● **Aufgabe 1**
Beantworte zum Text über den Mord auf der Reiflingbauernalm diese Fragen:
(a) An welchem Tag wurde Anna Kerschbaumsteiner ermordet?
(b) Mit wem hat sie die Alm zusammen bewirtschaftet?
(c) Womit hat Aloisia die bettelnden Kälber verwöhnt?

● **Vorliegender Text**
________________________________________

Der Mord auf der Reiflingbauernalm

Am 12. Juni 1924 wurde auf der Reiflingbauernalm die erst 15 jährigen Anna Kerschbaumsteiner ermordet.

Für die „Halterin“ Anna Kerschbaumsteiner, die gemeinsam mit der „Schwoagerin“ Aloisia Auer die Alm bewirtschaftete, war es der erste Almsommer.
An jenen 12. Juni war Aloisia Auer beim Viehzählen am Wiesenschopf beschäftigt. Ein Juchaza hinunter zur Alm blieb unbeantwortet. Die Schwaogerin dachte, dass Anna wohl beim Ausmisten beim Trempl sein wird.
Aloisia geht währenddessen ihrer Arbeit nach. Sie stellt an diesen kalten Morgen fest, dass die Tiere vollständig sind. Bettelnde Kälber werden noch mit Salz verwöhnt und getätschelt. Der unbeantwortete Juchaza lässt ihr keine Ruhe und sie begibt sich wieder zurück zur Alm. Unterwegs vernimmt sie einen Schrei. Allerdings ordnet sie diesen nicht als solchen ein und sie denkt, „Ein komischer Vogel war das“. Gleich ein weiterer Schrei. Jetzt realisiert Aloisia erst, dass dieser Schrei von Anna stammt. Sie kann aus der Ferne nichts erkennen. Womöglich hatte Anna einen Unfall mit einer Kuh, auch ein Schlangenbiss eines Bergstutzen wäre möglich. Unzählige Gedanken gehen der Loisl fast gleichzeitig durch den Kopf. Jetzt ist es Still - gefährlich Still. Das ist kein gutes Zeichen. Immer schneller stolpert sie den Almhütten entgegen. Im Stall findet sie die Anna nicht, schnell zur Hütte, die Tür ist angelehnt. Sofort erblickt sie das ganze Ausmaß der Tragödie. Mit weit aufgerissenen Augen liegt Anna vor dem Herd. Überall ist Blut – bis auf die Wand hinauf.

________________________________________

● **Gegebene Daten**
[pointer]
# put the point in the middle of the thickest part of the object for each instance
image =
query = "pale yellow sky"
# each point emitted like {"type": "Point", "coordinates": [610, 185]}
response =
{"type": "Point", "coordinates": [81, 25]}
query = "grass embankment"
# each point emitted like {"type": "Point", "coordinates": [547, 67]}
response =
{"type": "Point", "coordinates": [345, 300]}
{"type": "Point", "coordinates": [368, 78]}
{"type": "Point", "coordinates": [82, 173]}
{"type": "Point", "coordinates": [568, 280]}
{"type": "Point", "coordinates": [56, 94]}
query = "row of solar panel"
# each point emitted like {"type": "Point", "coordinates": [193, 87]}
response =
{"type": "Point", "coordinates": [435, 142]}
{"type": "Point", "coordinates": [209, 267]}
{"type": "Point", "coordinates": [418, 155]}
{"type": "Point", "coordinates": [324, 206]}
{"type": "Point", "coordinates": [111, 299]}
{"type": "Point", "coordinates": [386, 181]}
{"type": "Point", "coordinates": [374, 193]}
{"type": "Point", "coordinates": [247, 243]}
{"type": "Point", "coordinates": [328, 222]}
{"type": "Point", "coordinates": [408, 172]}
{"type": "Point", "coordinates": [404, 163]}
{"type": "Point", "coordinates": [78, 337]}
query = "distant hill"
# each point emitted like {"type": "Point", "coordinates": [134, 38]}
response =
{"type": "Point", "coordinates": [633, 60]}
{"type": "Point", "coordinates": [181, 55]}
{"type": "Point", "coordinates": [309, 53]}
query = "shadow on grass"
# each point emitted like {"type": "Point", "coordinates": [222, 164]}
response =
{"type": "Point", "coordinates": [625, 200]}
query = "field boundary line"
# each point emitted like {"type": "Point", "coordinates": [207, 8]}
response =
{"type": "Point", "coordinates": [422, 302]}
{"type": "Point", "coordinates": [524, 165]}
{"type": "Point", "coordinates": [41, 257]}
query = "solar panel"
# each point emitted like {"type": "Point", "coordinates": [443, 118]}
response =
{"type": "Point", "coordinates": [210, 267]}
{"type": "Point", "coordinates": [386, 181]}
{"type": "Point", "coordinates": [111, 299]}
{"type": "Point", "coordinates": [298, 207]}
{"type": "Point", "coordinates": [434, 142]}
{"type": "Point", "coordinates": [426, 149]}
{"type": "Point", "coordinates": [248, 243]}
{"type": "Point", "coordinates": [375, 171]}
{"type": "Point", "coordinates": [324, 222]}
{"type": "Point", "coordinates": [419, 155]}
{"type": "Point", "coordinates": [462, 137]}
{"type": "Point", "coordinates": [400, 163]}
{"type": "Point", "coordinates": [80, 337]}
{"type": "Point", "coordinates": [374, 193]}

________________________________________

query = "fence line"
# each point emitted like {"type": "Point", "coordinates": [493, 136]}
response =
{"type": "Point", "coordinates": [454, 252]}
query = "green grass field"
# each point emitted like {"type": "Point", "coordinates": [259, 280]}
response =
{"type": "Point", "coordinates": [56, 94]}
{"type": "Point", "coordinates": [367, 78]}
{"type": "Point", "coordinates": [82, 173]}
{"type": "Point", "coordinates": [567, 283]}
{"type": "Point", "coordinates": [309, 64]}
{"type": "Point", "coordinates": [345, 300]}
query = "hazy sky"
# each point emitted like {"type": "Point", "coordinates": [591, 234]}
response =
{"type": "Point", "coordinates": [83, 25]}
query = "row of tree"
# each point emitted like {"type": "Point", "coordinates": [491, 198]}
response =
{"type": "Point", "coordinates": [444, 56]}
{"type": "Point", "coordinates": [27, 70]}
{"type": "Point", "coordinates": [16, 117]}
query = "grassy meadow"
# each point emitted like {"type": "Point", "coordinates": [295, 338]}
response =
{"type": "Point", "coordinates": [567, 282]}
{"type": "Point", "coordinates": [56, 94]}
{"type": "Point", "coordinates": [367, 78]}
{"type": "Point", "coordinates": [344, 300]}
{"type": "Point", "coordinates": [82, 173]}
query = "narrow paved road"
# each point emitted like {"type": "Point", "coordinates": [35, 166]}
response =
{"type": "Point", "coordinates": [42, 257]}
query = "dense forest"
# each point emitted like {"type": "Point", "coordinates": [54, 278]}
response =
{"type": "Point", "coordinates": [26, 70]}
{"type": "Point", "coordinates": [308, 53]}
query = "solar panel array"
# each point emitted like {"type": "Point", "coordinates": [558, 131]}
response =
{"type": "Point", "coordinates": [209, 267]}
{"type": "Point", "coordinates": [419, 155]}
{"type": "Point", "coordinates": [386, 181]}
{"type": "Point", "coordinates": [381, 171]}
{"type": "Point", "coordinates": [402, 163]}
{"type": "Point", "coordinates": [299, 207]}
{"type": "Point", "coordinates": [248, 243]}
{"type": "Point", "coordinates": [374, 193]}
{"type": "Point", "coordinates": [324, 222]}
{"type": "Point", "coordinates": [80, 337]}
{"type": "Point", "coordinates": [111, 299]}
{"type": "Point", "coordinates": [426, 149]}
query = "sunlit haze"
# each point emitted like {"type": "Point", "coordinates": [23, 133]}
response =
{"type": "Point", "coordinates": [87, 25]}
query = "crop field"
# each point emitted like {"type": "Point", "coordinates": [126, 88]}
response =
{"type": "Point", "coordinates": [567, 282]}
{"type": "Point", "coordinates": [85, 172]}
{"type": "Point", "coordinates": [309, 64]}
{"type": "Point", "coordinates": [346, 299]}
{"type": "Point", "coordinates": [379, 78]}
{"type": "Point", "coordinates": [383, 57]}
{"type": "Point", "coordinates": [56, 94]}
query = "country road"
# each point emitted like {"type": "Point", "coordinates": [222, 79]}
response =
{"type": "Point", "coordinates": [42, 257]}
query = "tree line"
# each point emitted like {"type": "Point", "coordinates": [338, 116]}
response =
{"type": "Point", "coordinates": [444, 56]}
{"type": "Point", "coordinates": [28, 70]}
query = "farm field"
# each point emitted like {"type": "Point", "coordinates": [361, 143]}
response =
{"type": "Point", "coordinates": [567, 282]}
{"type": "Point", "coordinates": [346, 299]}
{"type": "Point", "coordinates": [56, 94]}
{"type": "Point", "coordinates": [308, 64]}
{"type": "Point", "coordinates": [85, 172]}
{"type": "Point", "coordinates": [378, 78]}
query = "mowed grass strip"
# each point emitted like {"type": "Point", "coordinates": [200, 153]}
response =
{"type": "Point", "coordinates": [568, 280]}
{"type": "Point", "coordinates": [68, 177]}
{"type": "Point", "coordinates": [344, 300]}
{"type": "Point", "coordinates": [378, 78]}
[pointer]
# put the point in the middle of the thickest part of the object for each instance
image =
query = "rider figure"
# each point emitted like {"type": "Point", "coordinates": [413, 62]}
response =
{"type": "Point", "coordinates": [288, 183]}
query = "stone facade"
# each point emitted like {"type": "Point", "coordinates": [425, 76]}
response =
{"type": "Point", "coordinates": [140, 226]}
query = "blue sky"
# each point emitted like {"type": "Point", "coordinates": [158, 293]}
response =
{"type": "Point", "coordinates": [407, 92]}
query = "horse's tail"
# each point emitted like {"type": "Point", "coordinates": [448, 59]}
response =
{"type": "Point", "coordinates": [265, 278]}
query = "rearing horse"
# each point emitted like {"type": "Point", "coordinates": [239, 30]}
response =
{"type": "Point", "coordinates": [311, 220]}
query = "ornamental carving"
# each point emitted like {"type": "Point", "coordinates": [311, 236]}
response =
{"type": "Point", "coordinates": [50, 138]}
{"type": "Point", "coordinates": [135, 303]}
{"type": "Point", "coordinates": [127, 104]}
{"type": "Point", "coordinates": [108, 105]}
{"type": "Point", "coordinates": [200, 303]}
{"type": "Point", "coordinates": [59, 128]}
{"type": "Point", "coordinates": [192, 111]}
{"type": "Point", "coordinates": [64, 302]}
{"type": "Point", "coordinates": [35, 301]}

________________________________________

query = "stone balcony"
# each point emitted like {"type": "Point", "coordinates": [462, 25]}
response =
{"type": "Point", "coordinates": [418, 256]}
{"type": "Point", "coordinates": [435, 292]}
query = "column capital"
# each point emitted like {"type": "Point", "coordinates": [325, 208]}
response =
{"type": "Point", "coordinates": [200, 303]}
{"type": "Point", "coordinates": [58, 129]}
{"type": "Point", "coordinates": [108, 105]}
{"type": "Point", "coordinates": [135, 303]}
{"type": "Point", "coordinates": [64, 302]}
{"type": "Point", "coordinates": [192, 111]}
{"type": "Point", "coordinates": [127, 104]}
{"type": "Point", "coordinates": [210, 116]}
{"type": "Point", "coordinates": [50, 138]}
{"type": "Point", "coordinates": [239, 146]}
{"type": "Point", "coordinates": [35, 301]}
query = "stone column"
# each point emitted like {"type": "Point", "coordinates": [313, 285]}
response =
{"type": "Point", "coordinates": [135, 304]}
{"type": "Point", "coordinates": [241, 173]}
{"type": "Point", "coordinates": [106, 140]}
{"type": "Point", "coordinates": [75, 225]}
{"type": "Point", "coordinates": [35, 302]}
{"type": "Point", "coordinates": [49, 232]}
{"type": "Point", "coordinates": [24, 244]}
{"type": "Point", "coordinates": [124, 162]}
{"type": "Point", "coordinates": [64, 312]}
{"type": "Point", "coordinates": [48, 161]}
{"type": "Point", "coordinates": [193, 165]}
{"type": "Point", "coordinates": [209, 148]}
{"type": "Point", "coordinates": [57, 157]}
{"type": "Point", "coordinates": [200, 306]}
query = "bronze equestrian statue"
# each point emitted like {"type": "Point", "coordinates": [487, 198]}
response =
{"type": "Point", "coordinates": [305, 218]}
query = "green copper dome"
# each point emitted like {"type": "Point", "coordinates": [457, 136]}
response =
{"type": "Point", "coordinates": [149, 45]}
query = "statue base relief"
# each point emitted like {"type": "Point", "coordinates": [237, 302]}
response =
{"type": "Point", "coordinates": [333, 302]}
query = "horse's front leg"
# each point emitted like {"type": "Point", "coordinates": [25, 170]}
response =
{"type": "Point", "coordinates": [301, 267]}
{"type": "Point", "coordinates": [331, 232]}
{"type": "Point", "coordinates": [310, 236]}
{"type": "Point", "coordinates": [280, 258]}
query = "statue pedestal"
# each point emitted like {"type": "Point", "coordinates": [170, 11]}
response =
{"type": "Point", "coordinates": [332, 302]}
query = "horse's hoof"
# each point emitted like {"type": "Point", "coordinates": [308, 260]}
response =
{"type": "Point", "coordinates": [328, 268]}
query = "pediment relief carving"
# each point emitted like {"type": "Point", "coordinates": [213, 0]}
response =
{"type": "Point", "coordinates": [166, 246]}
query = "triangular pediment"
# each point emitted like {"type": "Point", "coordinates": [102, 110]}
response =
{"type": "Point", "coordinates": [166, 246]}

________________________________________

● **Aufgabe 2**
Such alle Zeilen aus den Einträgen heraus, in denen das Wort „solar“ vorkommt. Groß- und Kleinschreibung zählt.

● **Lösung 1**
(a) Am 12. Juni 1924.
(b) Mit der „Schwoagerin“ Aloisia Auer.
(c) Mit Salz.

● **Lösung 2**
query = "row of solar panel"
query = "solar panel"
query = "solar panel array"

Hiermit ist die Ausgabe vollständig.